╭─ Text extract

6.     Redemption and Adjustments upon Fundamental Change.
(a)    Notwithstanding anything in these Articles Supplementary to the contrary, upon the occurrence of a Fundamental Change (as defined below), then from and after such Fundamental Change: (i) the Distribution Rate shall be increased to the Fundamental Change Rate (as defined below); (ii) after the fifth (5th) anniversary of the earlier of the first date on which the Company issues Series A-4 Preferred Stock (the “Original Issue Date”) and the





Series A-4 Issuance Date (as that term is defined in the Partnership’s 2nd Amendment to the Third Amended and Restated Agreement of Limited Partnership, as amended from time to time (“Partnership Agreement”)), the Company may, from time to time at its option, redeem all or any part of the outstanding Series A-4 Preferred Stock for a redemption price, payable in cash, equal to the sum of (A) the greater of (x) the amount that such shares of Series A-4 Preferred Stock would have received in the Fundamental Change if they had been converted into shares of Common Stock immediately prior to such Fundamental Change or (y) $25.00 per share, plus (B) any accrued and unpaid distributions thereon (including without limitation accrued and unpaid distributions pursuant to Section 3 hereof) to, but not including, the redemption date, without interest (the “Redemption Price”); and (iii) after the fifth (5th) anniversary of the earlier of the Original Issue Date and the Series A-4 Issuance Date, each holder of Series A-4 Preferred Stock shall have the right to cause the Company to redeem such holder’s Series A-4 Preferred Stock for the Redemption Price.

╰─
╭─ Collected data

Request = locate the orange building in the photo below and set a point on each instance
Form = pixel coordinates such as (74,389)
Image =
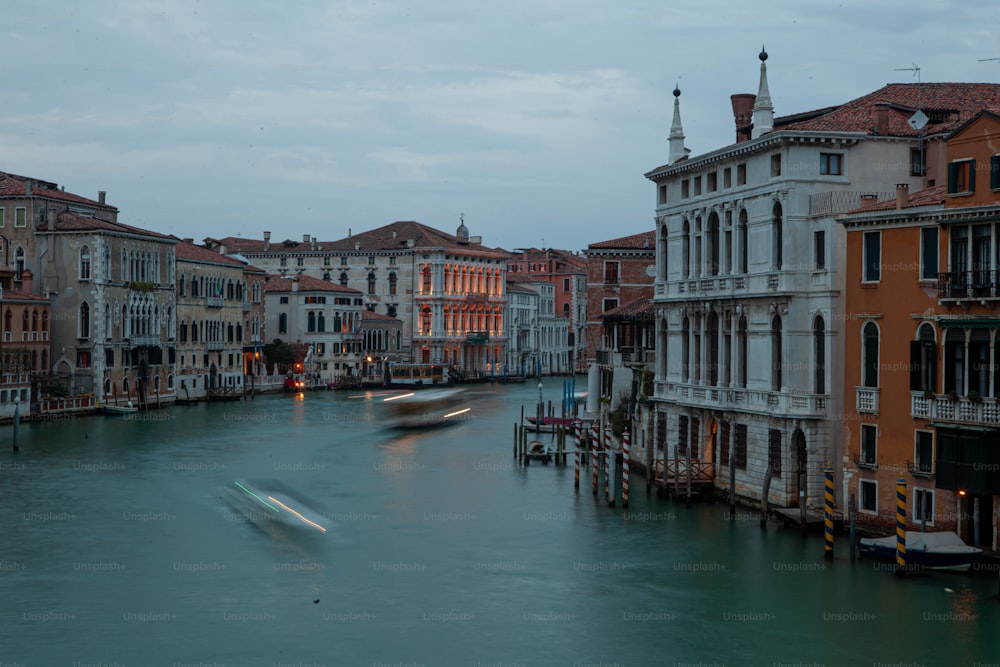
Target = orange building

╰─

Please write out the entire passage on redemption and adjustments upon a fundamental change, word for word.

**Written response**
6.     Redemption and Adjustments upon Fundamental Change.
(a)    Notwithstanding anything in these Articles Supplementary to the contrary, upon the occurrence of a Fundamental Change (as defined below), then from and after such Fundamental Change: (i) the Distribution Rate shall be increased to the Fundamental Change Rate (as defined below); (ii) after the fifth (5th) anniversary of the earlier of the first date on which the Company issues Series A-4 Preferred Stock (the “Original Issue Date”) and the





Series A-4 Issuance Date (as that term is defined in the Partnership’s 2nd Amendment to the Third Amended and Restated Agreement of Limited Partnership, as amended from time to time (“Partnership Agreement”)), the Company may, from time to time at its option, redeem all or any part of the outstanding Series A-4 Preferred Stock for a redemption price, payable in cash, equal to the sum of (A) the greater of (x) the amount that such shares of Series A-4 Preferred Stock would have received in the Fundamental Change if they had been converted into shares of Common Stock immediately prior to such Fundamental Change or (y) $25.00 per share, plus (B) any accrued and unpaid distributions thereon (including without limitation accrued and unpaid distributions pursuant to Section 3 hereof) to, but not including, the redemption date, without interest (the “Redemption Price”); and (iii) after the fifth (5th) anniversary of the earlier of the Original Issue Date and the Series A-4 Issuance Date, each holder of Series A-4 Preferred Stock shall have the right to cause the Company to redeem such holder’s Series A-4 Preferred Stock for the Redemption Price.